[Excerpts from a dataset]
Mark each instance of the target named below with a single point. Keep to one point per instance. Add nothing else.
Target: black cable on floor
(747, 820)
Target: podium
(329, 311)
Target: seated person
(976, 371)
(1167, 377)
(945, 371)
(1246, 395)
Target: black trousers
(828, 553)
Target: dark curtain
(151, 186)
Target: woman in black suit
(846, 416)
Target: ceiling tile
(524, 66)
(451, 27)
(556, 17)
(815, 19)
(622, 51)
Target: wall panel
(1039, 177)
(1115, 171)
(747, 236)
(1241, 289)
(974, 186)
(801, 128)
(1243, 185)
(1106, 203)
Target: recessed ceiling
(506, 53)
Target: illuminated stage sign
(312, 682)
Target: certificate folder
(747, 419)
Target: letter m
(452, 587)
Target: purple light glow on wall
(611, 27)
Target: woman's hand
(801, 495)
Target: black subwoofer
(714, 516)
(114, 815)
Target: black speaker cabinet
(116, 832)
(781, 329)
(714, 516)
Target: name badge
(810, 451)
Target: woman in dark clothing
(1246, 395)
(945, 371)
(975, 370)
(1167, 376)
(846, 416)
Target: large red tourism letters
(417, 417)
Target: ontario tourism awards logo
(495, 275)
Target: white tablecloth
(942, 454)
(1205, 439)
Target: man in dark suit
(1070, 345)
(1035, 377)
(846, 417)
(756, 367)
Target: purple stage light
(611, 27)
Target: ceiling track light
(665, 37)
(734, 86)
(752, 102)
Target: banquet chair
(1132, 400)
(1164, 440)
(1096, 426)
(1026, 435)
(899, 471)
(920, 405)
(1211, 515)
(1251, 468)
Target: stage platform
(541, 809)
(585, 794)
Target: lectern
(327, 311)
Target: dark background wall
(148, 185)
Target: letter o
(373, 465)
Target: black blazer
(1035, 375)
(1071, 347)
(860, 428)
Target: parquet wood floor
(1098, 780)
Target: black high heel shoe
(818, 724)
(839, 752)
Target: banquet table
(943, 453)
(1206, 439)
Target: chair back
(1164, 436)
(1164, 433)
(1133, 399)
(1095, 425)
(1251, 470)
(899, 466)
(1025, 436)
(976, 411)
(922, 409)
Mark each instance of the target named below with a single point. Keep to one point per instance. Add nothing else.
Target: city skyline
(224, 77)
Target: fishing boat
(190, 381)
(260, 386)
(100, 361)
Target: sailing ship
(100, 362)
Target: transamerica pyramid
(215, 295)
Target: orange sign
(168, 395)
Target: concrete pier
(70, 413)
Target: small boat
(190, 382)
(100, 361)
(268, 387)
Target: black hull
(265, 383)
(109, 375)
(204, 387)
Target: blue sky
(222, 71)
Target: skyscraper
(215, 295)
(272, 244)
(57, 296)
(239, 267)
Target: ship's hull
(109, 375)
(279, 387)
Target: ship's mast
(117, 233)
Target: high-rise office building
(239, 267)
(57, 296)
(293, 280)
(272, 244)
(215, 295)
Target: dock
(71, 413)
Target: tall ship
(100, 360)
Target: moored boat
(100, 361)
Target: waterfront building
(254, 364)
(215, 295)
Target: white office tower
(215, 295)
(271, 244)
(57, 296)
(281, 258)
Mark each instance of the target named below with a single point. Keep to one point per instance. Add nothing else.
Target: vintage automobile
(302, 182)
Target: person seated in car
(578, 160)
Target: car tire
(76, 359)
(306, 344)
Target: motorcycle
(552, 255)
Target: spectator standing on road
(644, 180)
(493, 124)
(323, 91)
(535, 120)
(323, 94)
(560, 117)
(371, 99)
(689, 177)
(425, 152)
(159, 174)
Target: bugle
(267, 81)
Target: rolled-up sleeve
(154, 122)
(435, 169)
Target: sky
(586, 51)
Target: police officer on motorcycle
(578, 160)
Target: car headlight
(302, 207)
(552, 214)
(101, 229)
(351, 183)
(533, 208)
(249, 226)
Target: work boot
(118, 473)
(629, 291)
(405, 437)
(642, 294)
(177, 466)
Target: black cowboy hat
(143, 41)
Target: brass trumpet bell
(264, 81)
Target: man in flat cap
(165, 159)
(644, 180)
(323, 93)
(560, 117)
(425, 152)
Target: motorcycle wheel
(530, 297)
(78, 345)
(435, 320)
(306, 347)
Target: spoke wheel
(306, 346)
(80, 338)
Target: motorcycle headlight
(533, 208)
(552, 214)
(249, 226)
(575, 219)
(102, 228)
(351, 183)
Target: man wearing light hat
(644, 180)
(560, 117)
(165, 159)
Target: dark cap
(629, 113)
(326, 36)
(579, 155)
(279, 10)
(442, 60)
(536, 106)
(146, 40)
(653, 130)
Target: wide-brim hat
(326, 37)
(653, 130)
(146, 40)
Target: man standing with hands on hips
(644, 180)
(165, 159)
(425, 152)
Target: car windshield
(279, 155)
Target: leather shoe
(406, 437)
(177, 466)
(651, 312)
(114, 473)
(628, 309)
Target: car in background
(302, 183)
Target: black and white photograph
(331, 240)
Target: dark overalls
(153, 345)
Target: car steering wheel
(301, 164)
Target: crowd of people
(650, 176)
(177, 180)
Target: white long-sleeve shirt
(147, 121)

**Problem description**
Every piece of the data must be set down exactly. Omit nothing.

**Answer to this exercise**
Mark each instance of the target named below with a single point. Keep to one point per instance. Add nothing else.
Target: black cable on floor
(747, 820)
Target: podium
(329, 311)
Target: seated person
(976, 371)
(1167, 377)
(945, 371)
(1246, 395)
Target: black trousers
(828, 553)
Target: dark curtain
(151, 186)
Target: woman in black suit
(846, 416)
Target: ceiling tile
(524, 66)
(451, 27)
(556, 17)
(815, 19)
(622, 51)
Target: wall panel
(1039, 177)
(1115, 171)
(747, 236)
(1241, 289)
(974, 186)
(801, 128)
(1243, 185)
(1106, 203)
Target: recessed ceiling
(506, 53)
Target: illuminated stage sign
(312, 682)
Target: certificate folder
(747, 419)
Target: letter m
(452, 587)
Target: purple light glow on wall
(611, 27)
Target: woman's hand
(801, 495)
Target: black subwoofer
(714, 516)
(114, 815)
Target: black speaker cabinet
(116, 832)
(781, 329)
(714, 516)
Target: name badge
(810, 451)
Target: woman in dark clothing
(1246, 395)
(945, 371)
(975, 370)
(1167, 376)
(846, 416)
Target: large red tourism letters
(417, 417)
Target: ontario tourism awards logo
(495, 275)
Target: white tablecloth
(942, 454)
(1205, 439)
Target: man in dark suit
(1070, 345)
(1035, 377)
(846, 417)
(756, 367)
Target: purple stage light
(611, 27)
Target: ceiling track light
(665, 37)
(734, 86)
(752, 102)
Target: banquet chair
(1132, 400)
(1164, 440)
(1096, 426)
(1026, 435)
(899, 471)
(920, 405)
(1211, 515)
(1251, 468)
Target: stage platform
(541, 809)
(585, 794)
Target: lectern
(327, 311)
Target: dark background wall
(148, 185)
Target: letter o
(373, 465)
Target: black blazer
(1035, 375)
(1071, 347)
(860, 428)
Target: parquet wood floor
(1098, 780)
Target: black high heel shoe
(818, 724)
(839, 752)
Target: banquet table
(943, 453)
(1206, 439)
Target: chair back
(1164, 436)
(1164, 433)
(1133, 399)
(1095, 425)
(1251, 470)
(899, 466)
(1025, 436)
(976, 411)
(922, 409)
Mark each instance of the target named below with a single point. Keep to one point per instance. Add nothing else.
Target: city skyline
(224, 77)
Target: fishing boat
(190, 381)
(260, 386)
(100, 361)
Target: sailing ship
(100, 362)
Target: transamerica pyramid
(215, 295)
Target: orange sign
(168, 395)
Target: concrete pier
(70, 413)
Target: small boat
(190, 382)
(100, 361)
(268, 387)
Target: black hull
(265, 383)
(109, 375)
(204, 387)
Target: blue sky
(222, 71)
Target: skyscraper
(215, 295)
(272, 244)
(57, 296)
(239, 267)
Target: ship's hull
(109, 375)
(279, 387)
Target: ship's mast
(117, 233)
Target: high-rise office building
(239, 267)
(57, 296)
(293, 280)
(272, 244)
(215, 295)
Target: dock
(71, 413)
Target: tall ship
(100, 360)
Target: moored boat
(100, 361)
Target: waterfront building
(254, 364)
(215, 295)
Target: white office tower
(215, 295)
(271, 244)
(57, 296)
(281, 258)
Mark each instance of the target named below with a single point. Keep to one point per instance. Add nothing else.
Target: vintage automobile
(302, 182)
Target: person seated in car
(578, 160)
Target: car tire
(76, 359)
(306, 344)
Target: motorcycle
(552, 255)
Target: spectator standing on road
(644, 180)
(493, 124)
(323, 91)
(535, 120)
(323, 94)
(560, 117)
(371, 99)
(689, 177)
(425, 152)
(159, 174)
Target: bugle
(267, 81)
Target: rolled-up sleeve
(154, 122)
(435, 169)
Target: sky
(586, 51)
Target: police officer on motorcycle
(578, 160)
Target: car headlight
(302, 207)
(552, 214)
(101, 229)
(351, 183)
(533, 208)
(249, 226)
Target: work boot
(118, 473)
(629, 291)
(405, 437)
(642, 294)
(177, 466)
Target: black cowboy hat
(143, 41)
Target: brass trumpet bell
(264, 81)
Target: man in flat cap
(165, 159)
(644, 180)
(323, 93)
(560, 117)
(425, 152)
Target: motorcycle wheel
(530, 297)
(78, 345)
(435, 320)
(306, 347)
Target: spoke wheel
(306, 346)
(80, 338)
Target: motorcycle headlight
(533, 208)
(552, 214)
(249, 226)
(575, 219)
(102, 228)
(351, 183)
Target: man wearing light hat
(644, 180)
(560, 117)
(165, 159)
Target: dark cap
(629, 113)
(326, 36)
(579, 155)
(279, 10)
(442, 60)
(536, 106)
(146, 40)
(653, 130)
Target: wide-brim hat
(326, 37)
(653, 130)
(146, 40)
Target: man standing with hands on hips
(644, 180)
(165, 159)
(425, 152)
Target: car windshield
(279, 155)
Target: leather shoe
(406, 437)
(177, 466)
(651, 312)
(114, 473)
(628, 309)
Target: car in background
(302, 183)
Target: black and white photograph
(331, 240)
Target: dark overalls
(153, 345)
Target: car steering wheel
(301, 164)
Target: crowd of people
(650, 176)
(177, 180)
Target: white long-sleeve shirt
(147, 121)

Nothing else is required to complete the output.